Objective » Copy out every one of the following lines word for word.

(Point placement lines)
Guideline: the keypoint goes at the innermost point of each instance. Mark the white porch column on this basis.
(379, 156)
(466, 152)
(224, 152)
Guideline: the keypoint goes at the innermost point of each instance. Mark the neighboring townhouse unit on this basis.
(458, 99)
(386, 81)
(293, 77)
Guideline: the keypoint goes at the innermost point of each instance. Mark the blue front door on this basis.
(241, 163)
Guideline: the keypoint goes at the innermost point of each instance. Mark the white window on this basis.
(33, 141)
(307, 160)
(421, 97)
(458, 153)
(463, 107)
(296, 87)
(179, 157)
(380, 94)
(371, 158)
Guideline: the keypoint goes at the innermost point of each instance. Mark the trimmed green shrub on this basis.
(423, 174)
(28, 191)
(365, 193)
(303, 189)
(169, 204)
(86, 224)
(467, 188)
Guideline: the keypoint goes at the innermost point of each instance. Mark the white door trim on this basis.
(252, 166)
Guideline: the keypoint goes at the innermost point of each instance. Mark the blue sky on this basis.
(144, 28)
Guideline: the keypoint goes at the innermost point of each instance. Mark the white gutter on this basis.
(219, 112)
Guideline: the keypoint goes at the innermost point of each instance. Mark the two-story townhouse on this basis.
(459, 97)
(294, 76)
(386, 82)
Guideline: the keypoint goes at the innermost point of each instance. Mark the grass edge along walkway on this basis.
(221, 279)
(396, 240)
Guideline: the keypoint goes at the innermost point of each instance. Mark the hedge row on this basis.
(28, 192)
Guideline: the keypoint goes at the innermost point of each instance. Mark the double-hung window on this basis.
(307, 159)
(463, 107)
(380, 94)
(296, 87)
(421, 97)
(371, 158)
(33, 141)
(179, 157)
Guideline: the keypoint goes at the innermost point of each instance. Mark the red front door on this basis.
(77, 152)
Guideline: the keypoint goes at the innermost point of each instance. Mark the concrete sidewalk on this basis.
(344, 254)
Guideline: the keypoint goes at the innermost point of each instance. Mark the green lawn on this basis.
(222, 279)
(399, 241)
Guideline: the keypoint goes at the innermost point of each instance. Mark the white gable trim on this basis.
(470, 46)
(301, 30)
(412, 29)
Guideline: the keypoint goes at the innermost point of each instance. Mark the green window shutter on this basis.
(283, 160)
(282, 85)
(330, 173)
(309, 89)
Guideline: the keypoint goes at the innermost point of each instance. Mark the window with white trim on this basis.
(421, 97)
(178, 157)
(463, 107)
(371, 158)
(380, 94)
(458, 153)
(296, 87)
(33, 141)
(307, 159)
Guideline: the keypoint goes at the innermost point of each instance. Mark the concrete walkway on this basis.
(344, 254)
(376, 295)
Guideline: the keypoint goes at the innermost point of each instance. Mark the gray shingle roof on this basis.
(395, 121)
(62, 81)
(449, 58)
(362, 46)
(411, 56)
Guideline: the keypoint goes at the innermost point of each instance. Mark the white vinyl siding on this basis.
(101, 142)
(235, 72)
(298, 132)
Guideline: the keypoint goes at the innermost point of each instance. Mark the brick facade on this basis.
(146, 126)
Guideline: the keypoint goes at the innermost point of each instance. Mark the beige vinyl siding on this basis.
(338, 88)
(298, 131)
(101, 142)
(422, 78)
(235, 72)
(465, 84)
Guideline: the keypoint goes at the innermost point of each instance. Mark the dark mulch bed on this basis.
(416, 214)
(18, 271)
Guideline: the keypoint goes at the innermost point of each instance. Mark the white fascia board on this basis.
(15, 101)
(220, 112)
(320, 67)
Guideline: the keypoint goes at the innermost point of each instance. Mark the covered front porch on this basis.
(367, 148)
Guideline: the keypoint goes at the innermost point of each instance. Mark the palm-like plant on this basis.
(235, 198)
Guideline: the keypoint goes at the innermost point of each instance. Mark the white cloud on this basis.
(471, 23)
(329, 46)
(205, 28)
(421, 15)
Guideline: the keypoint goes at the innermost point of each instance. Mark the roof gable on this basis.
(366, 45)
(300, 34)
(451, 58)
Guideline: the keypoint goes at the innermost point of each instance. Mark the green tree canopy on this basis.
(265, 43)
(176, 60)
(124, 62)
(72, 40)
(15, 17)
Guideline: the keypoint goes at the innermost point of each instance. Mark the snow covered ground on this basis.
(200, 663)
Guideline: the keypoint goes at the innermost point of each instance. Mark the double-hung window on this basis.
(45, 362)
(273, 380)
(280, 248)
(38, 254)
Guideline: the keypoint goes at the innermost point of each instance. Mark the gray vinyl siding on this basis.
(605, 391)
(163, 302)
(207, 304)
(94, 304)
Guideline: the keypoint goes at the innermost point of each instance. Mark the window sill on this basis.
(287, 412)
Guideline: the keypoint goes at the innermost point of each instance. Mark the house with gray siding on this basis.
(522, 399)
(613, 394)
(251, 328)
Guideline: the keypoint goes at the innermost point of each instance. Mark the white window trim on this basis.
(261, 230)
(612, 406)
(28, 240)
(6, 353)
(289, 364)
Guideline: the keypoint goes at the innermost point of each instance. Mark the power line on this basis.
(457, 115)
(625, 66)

Task solution »
Guideline: the keypoint goes at the innermost point of each instance. Mark the white porch column on this basis.
(379, 156)
(466, 152)
(224, 152)
Guideline: the keypoint goes at the innermost point of each instance. Mark the neighboring townhouse unit on this basis.
(458, 99)
(386, 81)
(293, 77)
Guideline: the keypoint goes at the innermost point of each instance. Mark the blue front door on this basis.
(241, 163)
Guideline: the keypoint goes at the innermost point of each instance. Mark the white window on this basis.
(33, 141)
(307, 160)
(421, 97)
(458, 153)
(463, 107)
(296, 87)
(179, 157)
(380, 94)
(371, 158)
Guideline: the keypoint goes at the innermost point of each instance. Mark the trimmed green shrub on this basis.
(423, 174)
(28, 191)
(365, 193)
(303, 189)
(169, 204)
(86, 224)
(467, 188)
Guideline: the keypoint goes at the innermost point of each instance. Mark the white door trim on this basis.
(252, 166)
Guideline: the keypoint goes at the innermost point of each instance. Mark the blue sky on this basis.
(144, 28)
Guideline: the keypoint goes at the innermost point of each instance. Mark the white gutter on this basis.
(219, 112)
Guideline: the keypoint goes at the innermost point of each instance. Mark the two-story townhouse on this basis.
(459, 97)
(294, 76)
(386, 82)
Guideline: the keypoint goes at the innermost point of each instance. Mark the grass edge along walkway on this basis.
(221, 279)
(396, 240)
Guideline: the keypoint goes at the innermost point of each instance. Mark the hedge row on this basis.
(28, 192)
Guideline: the keypoint goes at the innermost point of each instance. Mark the double-hung window on this basis.
(307, 159)
(463, 107)
(380, 94)
(296, 87)
(421, 97)
(371, 158)
(33, 141)
(179, 157)
Guideline: the keypoint goes at the innermost point of each instance. Mark the red front door on this basis.
(77, 152)
Guideline: the keypoint goes at the innermost point of each instance. Mark the concrete sidewalk on this basis.
(344, 254)
Guideline: the keypoint goes at the innermost point of each instance. Mark the green lawn on this basis.
(222, 279)
(399, 241)
Guideline: the keypoint goes at the innermost point of each instance. Mark the white gable trim on this basis.
(470, 46)
(301, 30)
(412, 29)
Guideline: the keypoint goes at the innermost point of each instance. Mark the green window shutter on this basis.
(283, 160)
(282, 85)
(330, 173)
(309, 89)
Guideline: the keypoint goes at the innermost point of each instance. Mark the window with white trim on this basis.
(421, 97)
(178, 157)
(463, 107)
(371, 158)
(380, 94)
(458, 153)
(296, 87)
(33, 141)
(307, 159)
Guideline: the keypoint goes at the innermost point of each instance. Mark the concrete walkway on this basis.
(344, 254)
(376, 295)
Guideline: the keypoint goes at the innermost point of each instance. Mark the gray shingle roof on this basis.
(395, 121)
(62, 81)
(449, 58)
(362, 46)
(411, 56)
Guideline: the keypoint goes at the innermost point of each instance. Mark the white vinyl siding on this basis.
(101, 142)
(235, 72)
(298, 132)
Guideline: the keypoint goes at the innermost point of each instance. Mark the brick facade on this basis.
(146, 126)
Guideline: the keypoint goes at the innermost point of each instance. Mark the beige vinyl siding on this basis.
(338, 88)
(298, 131)
(101, 142)
(422, 78)
(235, 72)
(465, 84)
Guideline: the keypoint goes at the innermost point of each instance. Mark the dark mulch bed on this basis.
(416, 214)
(18, 271)
Guideline: the keypoint goes at the innermost point of each instance. Mark the white fascia board on this basis.
(15, 101)
(220, 112)
(320, 67)
Guideline: the keypoint goes at the innermost point of each instance. Mark the covered front porch on this basis.
(367, 148)
Guideline: the keypoint goes at the innermost point of each instance. Mark the palm-like plant on this basis.
(235, 198)
Guideline: the keypoint goes at the innermost point of each instance. Mark the white cloud on this basis.
(471, 23)
(329, 46)
(205, 28)
(421, 15)
Guideline: the keypoint goes at the innermost point of each instance. Mark the roof gable on this basis.
(366, 45)
(300, 34)
(451, 58)
Guideline: the keypoint goes at the innermost point of each instance. Mark the green tree canopy on this basis.
(265, 43)
(176, 60)
(124, 62)
(72, 40)
(15, 17)
Guideline: the keypoint goes at the innermost point of each instance. Mark the snow covered ground on this basis.
(200, 663)
Guideline: the keypoint goes at the innermost point of each instance. Mark the double-hung window on this basis.
(45, 362)
(273, 380)
(280, 248)
(38, 254)
Guideline: the keypoint goes at the innermost point of each instance. Mark the gray vinyl siding on this basis.
(605, 391)
(163, 302)
(207, 304)
(94, 304)
Guideline: the keypoint goes at the innermost point of each instance. Mark the window sill on this basis.
(287, 412)
Guideline: the keypoint goes at the innermost point of each instance. Mark the house with gray siding on this basis.
(522, 399)
(613, 394)
(251, 328)
Guideline: the keypoint goes at the innermost point of each instance. Mark the white window trim on this basis.
(261, 230)
(612, 406)
(28, 240)
(6, 353)
(289, 364)
Guideline: the keypoint goes at the innermost point of each instance. Mark the power line on this basis.
(457, 115)
(625, 66)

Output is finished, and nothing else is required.